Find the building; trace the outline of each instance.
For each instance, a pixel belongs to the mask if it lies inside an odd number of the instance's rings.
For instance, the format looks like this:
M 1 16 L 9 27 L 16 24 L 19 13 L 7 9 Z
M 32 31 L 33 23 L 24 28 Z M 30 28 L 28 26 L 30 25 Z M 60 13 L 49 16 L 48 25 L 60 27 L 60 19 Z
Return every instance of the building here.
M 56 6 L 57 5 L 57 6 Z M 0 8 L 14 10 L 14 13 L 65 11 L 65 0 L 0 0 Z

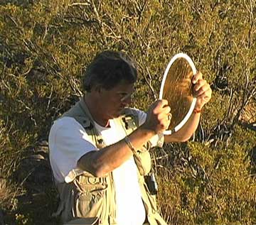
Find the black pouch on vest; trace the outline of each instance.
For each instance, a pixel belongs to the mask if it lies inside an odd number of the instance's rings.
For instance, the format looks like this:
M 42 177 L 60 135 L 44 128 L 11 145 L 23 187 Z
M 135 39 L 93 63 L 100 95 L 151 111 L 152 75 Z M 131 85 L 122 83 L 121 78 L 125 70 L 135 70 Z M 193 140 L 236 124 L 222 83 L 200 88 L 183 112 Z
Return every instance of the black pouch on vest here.
M 149 172 L 148 175 L 144 176 L 145 182 L 151 194 L 157 194 L 157 184 L 154 172 Z

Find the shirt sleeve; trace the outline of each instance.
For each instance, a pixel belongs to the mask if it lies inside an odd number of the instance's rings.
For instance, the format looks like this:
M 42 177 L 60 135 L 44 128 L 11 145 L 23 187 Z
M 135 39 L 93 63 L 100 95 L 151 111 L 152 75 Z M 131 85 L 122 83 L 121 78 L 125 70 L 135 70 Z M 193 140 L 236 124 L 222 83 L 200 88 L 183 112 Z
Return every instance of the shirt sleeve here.
M 139 126 L 142 126 L 146 121 L 146 114 L 141 110 L 134 109 L 137 112 L 139 118 Z M 149 142 L 151 144 L 152 147 L 162 147 L 164 142 L 164 133 L 159 133 L 153 136 Z
M 55 179 L 63 182 L 78 160 L 96 146 L 83 127 L 71 117 L 55 121 L 49 134 L 50 161 Z

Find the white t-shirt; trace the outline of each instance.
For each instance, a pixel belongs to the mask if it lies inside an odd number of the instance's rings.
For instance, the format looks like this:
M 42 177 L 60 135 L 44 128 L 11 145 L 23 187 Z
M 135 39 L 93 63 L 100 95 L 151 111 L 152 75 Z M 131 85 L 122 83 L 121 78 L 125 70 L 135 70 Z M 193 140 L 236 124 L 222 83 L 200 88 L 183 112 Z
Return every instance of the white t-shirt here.
M 137 112 L 141 125 L 145 121 L 146 114 L 139 110 Z M 117 143 L 126 136 L 114 119 L 110 120 L 110 128 L 97 124 L 95 128 L 107 146 Z M 161 137 L 156 136 L 150 140 L 152 146 L 162 144 Z M 54 122 L 49 135 L 49 148 L 50 165 L 57 182 L 64 182 L 68 173 L 76 168 L 78 160 L 83 155 L 97 150 L 84 128 L 71 117 L 63 117 Z M 133 157 L 112 171 L 118 225 L 142 224 L 145 220 L 137 172 Z

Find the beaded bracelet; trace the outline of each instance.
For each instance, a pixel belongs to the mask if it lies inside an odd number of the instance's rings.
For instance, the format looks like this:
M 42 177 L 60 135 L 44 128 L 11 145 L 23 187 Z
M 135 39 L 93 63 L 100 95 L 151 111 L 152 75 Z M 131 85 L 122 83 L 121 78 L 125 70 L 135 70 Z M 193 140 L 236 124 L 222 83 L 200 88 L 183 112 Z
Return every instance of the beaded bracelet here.
M 131 149 L 131 150 L 132 151 L 132 153 L 133 153 L 133 154 L 135 154 L 136 152 L 137 152 L 137 150 L 135 150 L 134 147 L 132 146 L 131 141 L 129 140 L 129 138 L 127 136 L 126 136 L 126 137 L 124 138 L 124 141 L 125 141 L 125 143 L 127 144 L 128 147 L 129 147 L 129 148 Z
M 194 109 L 193 111 L 194 114 L 199 114 L 202 111 L 202 109 Z

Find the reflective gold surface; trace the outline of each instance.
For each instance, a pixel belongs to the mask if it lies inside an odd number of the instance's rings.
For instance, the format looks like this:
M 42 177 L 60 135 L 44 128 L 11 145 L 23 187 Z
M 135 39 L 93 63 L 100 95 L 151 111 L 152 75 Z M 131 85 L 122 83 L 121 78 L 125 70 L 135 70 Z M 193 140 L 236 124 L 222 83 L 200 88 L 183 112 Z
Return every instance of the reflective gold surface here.
M 187 114 L 193 100 L 193 71 L 187 60 L 178 58 L 166 76 L 163 99 L 167 99 L 172 118 L 168 130 L 173 130 Z

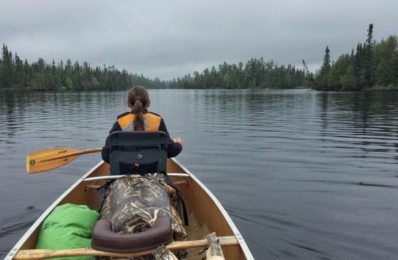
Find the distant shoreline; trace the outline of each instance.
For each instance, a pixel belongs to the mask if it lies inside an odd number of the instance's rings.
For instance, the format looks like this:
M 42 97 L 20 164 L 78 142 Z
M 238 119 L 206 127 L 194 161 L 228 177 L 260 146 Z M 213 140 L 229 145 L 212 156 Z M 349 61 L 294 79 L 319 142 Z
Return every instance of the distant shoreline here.
M 156 90 L 313 90 L 313 91 L 320 91 L 320 92 L 376 92 L 376 91 L 398 91 L 398 86 L 375 86 L 372 88 L 369 88 L 367 89 L 364 89 L 362 90 L 316 90 L 316 89 L 311 89 L 309 88 L 148 88 L 148 89 L 156 89 Z M 53 90 L 53 89 L 40 89 L 40 88 L 2 88 L 0 89 L 0 93 L 1 92 L 46 92 L 46 93 L 81 93 L 81 92 L 101 92 L 101 91 L 106 91 L 106 92 L 118 92 L 118 91 L 128 91 L 129 89 L 127 88 L 125 90 L 109 90 L 107 89 L 97 89 L 97 90 Z

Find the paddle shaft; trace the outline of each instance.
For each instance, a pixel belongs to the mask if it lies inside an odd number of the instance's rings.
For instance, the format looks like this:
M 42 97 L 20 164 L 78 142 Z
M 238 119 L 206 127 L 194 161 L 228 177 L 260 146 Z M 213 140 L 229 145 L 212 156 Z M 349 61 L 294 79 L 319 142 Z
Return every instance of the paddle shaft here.
M 76 152 L 68 152 L 68 153 L 65 153 L 65 154 L 60 155 L 53 156 L 53 157 L 50 157 L 50 158 L 41 159 L 41 160 L 39 160 L 37 162 L 48 162 L 48 161 L 52 161 L 52 160 L 57 160 L 57 159 L 62 159 L 62 158 L 65 158 L 65 157 L 75 156 L 75 155 L 84 155 L 84 154 L 86 154 L 86 153 L 101 152 L 102 150 L 102 148 L 93 148 L 93 149 L 80 150 L 76 151 Z
M 222 246 L 239 246 L 239 241 L 234 236 L 218 236 L 220 244 Z M 208 245 L 206 239 L 176 241 L 170 244 L 166 247 L 169 250 L 182 249 L 197 247 L 204 247 Z M 139 253 L 111 253 L 97 251 L 91 248 L 82 248 L 75 249 L 32 249 L 20 250 L 14 257 L 16 260 L 38 260 L 45 259 L 53 257 L 67 257 L 67 256 L 140 256 L 151 254 L 151 251 L 145 251 Z

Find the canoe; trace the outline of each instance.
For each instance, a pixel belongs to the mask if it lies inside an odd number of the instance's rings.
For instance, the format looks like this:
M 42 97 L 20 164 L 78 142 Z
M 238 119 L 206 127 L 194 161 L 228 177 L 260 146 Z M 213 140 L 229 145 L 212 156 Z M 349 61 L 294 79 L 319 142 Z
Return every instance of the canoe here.
M 167 172 L 181 191 L 187 206 L 189 226 L 185 227 L 189 241 L 203 239 L 206 234 L 215 232 L 217 236 L 234 238 L 234 245 L 222 245 L 225 259 L 254 259 L 244 239 L 222 207 L 220 202 L 193 174 L 176 159 L 168 159 Z M 58 205 L 65 203 L 85 204 L 98 210 L 102 197 L 96 188 L 106 180 L 117 177 L 109 176 L 109 165 L 101 161 L 66 190 L 29 228 L 22 238 L 12 248 L 5 259 L 23 259 L 24 254 L 34 249 L 41 223 Z M 189 259 L 202 259 L 198 255 L 198 249 L 188 249 Z M 26 258 L 29 259 L 29 258 Z

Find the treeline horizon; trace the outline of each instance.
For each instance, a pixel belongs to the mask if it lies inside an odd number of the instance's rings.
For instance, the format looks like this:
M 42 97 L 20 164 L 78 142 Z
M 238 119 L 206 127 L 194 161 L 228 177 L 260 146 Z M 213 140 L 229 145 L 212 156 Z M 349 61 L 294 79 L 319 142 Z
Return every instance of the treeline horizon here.
M 170 80 L 150 79 L 142 74 L 119 71 L 114 66 L 91 67 L 68 59 L 55 64 L 40 58 L 32 63 L 12 54 L 4 43 L 0 58 L 0 90 L 124 90 L 132 85 L 147 88 L 181 89 L 287 89 L 307 88 L 318 90 L 398 90 L 398 37 L 389 36 L 380 43 L 373 40 L 370 24 L 365 41 L 356 50 L 331 61 L 326 46 L 323 62 L 315 73 L 303 60 L 303 68 L 278 65 L 273 60 L 252 58 L 246 63 L 206 68 Z
M 91 67 L 90 64 L 68 59 L 55 64 L 43 58 L 29 63 L 16 53 L 14 55 L 3 44 L 0 58 L 0 90 L 122 90 L 140 85 L 148 88 L 295 88 L 305 85 L 305 72 L 294 66 L 279 66 L 273 60 L 252 58 L 245 64 L 226 62 L 171 80 L 152 80 L 127 72 L 119 71 L 114 66 Z
M 132 74 L 114 66 L 91 67 L 90 63 L 68 59 L 55 64 L 47 63 L 39 58 L 37 61 L 22 61 L 16 53 L 12 54 L 4 43 L 0 58 L 0 90 L 124 90 L 131 85 L 165 88 L 166 83 L 142 74 Z
M 303 69 L 294 66 L 278 66 L 273 60 L 252 58 L 245 64 L 222 63 L 216 68 L 205 68 L 183 78 L 173 79 L 168 83 L 171 88 L 199 89 L 283 89 L 303 87 L 306 83 Z
M 373 39 L 373 24 L 365 41 L 358 43 L 350 53 L 330 62 L 330 50 L 325 49 L 323 62 L 315 75 L 306 62 L 308 86 L 318 90 L 398 90 L 398 37 L 390 35 L 380 43 Z

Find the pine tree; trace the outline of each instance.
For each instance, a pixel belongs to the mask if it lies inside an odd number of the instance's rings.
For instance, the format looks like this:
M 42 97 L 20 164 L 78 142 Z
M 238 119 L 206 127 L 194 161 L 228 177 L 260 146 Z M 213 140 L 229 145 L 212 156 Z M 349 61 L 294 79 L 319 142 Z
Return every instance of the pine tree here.
M 365 87 L 372 86 L 372 60 L 373 58 L 373 24 L 370 24 L 369 25 L 369 28 L 367 29 L 367 38 L 366 40 L 366 43 L 364 45 L 365 51 L 365 82 L 364 85 Z

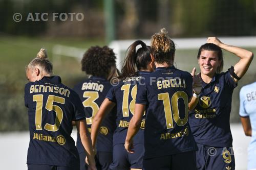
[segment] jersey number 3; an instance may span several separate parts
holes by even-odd
[[[36,102],[35,110],[35,128],[36,130],[42,130],[42,109],[44,95],[37,94],[33,96],[33,101]],[[63,111],[59,106],[54,105],[53,102],[64,104],[65,99],[53,95],[49,95],[46,102],[46,109],[49,111],[54,111],[56,113],[55,124],[47,123],[45,129],[49,131],[56,132],[59,130],[63,118]]]

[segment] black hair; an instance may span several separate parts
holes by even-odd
######
_EXERCISE DIRECTIONS:_ Express the material from the line containing "Find the treeline" up to and including the line containing "M 303 69 L 294" as a JSON list of strings, with one string per line and blank lines omitted.

_EXERCISE ANSWER:_
[
  "Find the treeline horizon; trace the outline of each instance.",
  "For each instance, a pixel belongs to the mask if it lies inside an odd number of the instance's rings.",
  "For instance, the format looks like this:",
  "M 42 97 L 20 164 L 78 142 Z",
  "M 238 119 L 206 127 L 194 161 L 228 177 L 260 146 Z M 213 140 L 229 145 L 212 156 Z M 349 61 L 294 79 L 319 142 Z",
  "Return every instance of the treeline horizon here.",
  "M 170 80 L 150 79 L 142 74 L 119 71 L 114 66 L 91 67 L 68 59 L 55 64 L 40 58 L 32 63 L 12 54 L 4 43 L 0 58 L 0 90 L 124 90 L 132 85 L 147 88 L 181 89 L 287 89 L 307 88 L 318 90 L 398 90 L 398 37 L 389 36 L 380 43 L 373 40 L 370 24 L 365 41 L 356 50 L 331 61 L 326 46 L 323 62 L 315 73 L 303 60 L 303 68 L 278 65 L 273 60 L 252 58 L 246 63 L 206 68 Z",
  "M 91 67 L 90 64 L 68 59 L 55 64 L 43 58 L 29 63 L 16 53 L 14 55 L 3 44 L 0 58 L 0 90 L 122 90 L 140 85 L 148 88 L 295 88 L 305 85 L 305 72 L 294 66 L 279 66 L 273 60 L 252 58 L 245 64 L 226 62 L 171 80 L 152 80 L 127 72 L 119 71 L 114 66 Z",
  "M 132 74 L 114 66 L 91 67 L 90 63 L 68 59 L 55 64 L 47 63 L 39 58 L 37 61 L 22 61 L 16 53 L 12 54 L 4 43 L 0 58 L 0 90 L 124 90 L 131 85 L 165 88 L 166 83 L 142 74 Z",
  "M 303 69 L 294 66 L 278 66 L 273 60 L 252 58 L 245 64 L 222 63 L 216 68 L 205 68 L 183 78 L 173 79 L 168 83 L 171 88 L 199 89 L 283 89 L 303 87 L 306 83 Z"
]